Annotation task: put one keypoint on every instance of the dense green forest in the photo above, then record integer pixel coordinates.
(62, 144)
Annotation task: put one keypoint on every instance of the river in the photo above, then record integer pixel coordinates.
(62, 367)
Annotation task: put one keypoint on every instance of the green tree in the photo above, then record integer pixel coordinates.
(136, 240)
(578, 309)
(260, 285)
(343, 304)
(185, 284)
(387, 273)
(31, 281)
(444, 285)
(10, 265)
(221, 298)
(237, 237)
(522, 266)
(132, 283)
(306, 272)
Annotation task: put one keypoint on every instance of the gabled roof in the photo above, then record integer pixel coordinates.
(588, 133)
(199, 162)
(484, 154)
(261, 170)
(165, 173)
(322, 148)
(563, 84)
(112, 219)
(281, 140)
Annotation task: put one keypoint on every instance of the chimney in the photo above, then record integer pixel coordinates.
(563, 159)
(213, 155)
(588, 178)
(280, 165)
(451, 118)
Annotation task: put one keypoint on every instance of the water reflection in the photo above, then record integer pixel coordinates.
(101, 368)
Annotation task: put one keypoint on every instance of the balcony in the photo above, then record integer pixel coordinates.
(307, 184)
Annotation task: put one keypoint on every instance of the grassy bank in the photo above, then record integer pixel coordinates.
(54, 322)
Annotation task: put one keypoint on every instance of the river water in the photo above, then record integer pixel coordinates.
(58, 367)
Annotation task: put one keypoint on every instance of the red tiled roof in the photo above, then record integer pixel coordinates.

» **TASK DESCRIPTION**: Rewrite the listing above as a numbered list, one line per item, and leave out any blank lines.

» **FULL SOLUTION**:
1. Annotation task: put one keypoint on every instance of the dense green forest in the photo above, then record integer pixel coordinates.
2. (62, 144)
3. Annotation task: put one keypoint on every instance of the river in the photo above, then record integer pixel coordinates.
4. (62, 367)
5. Annotation task: put one keypoint on every instance of the green tree in the photo above, then record integer pixel coordinates.
6. (136, 240)
7. (578, 309)
8. (260, 285)
9. (343, 304)
10. (185, 284)
11. (387, 273)
12. (31, 281)
13. (444, 285)
14. (10, 265)
15. (221, 298)
16. (237, 237)
17. (522, 266)
18. (132, 283)
19. (306, 272)
20. Annotation task: put one keypoint on every instance of the gabled roof in the photo above, then record integer pixel coordinates.
21. (588, 133)
22. (199, 162)
23. (484, 154)
24. (261, 170)
25. (165, 173)
26. (322, 148)
27. (563, 84)
28. (112, 219)
29. (281, 140)
30. Annotation task: put one keypoint on every instance of the chimney in the photo above, then record integer pixel coordinates.
31. (563, 159)
32. (213, 155)
33. (588, 178)
34. (280, 165)
35. (451, 118)
36. Annotation task: put one keypoint on every instance of the water reflection in the photo above, then record integer pixel coordinates.
37. (101, 368)
38. Annotation task: put one keypoint on every instance of the balcony in the photo above, then record integer pixel coordinates.
39. (307, 184)
40. Annotation task: put one keypoint on every instance of the grassy bank in the photo above, then record integer pixel coordinates.
41. (54, 322)
42. Annotation task: put one keypoint on every instance of the river water in the photo above, then record integer pixel coordinates.
43. (58, 367)
44. Annotation task: put one keypoint on every instance of the red tiled roof in the photo above, then record integer pixel coordinates.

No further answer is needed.